[Annotated coordinate records]
<<<<

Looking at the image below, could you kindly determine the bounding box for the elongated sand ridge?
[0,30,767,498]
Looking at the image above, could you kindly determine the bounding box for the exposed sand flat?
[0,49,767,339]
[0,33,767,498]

>>>>
<<<<

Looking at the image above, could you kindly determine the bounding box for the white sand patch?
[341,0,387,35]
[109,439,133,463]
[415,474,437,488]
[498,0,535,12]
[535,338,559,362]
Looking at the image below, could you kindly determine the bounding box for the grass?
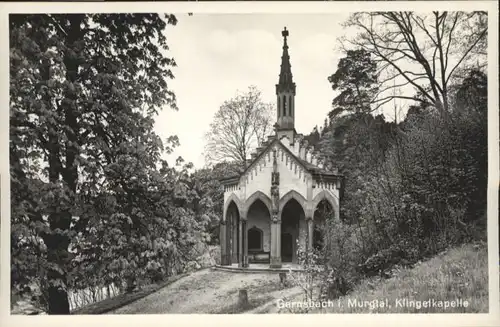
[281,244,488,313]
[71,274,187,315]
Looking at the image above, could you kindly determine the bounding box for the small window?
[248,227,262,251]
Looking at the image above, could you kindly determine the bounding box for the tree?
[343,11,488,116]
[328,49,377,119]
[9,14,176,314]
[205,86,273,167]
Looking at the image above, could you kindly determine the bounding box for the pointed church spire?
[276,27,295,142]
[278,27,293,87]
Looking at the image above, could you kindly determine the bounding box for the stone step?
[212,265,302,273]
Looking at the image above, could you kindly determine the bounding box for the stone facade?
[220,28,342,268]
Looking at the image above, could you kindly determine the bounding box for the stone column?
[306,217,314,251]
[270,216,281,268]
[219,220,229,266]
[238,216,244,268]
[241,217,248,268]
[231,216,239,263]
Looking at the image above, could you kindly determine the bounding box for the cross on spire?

>>>>

Format the lines as a JSON list of strings, one string per line with blank lines omitted. Begin at the line that has "elongated sand ridge?" and stop after the line that has "[0,33,767,498]".

**Worked solution:**
[
  "Looking at the image below, could you kindly determine the bounding box for the elongated sand ridge?",
  "[0,30,767,498]",
  "Looking at the image above, could you kindly determine the bounding box for the exposed sand flat?",
  "[0,49,767,339]",
  "[0,33,767,498]"
]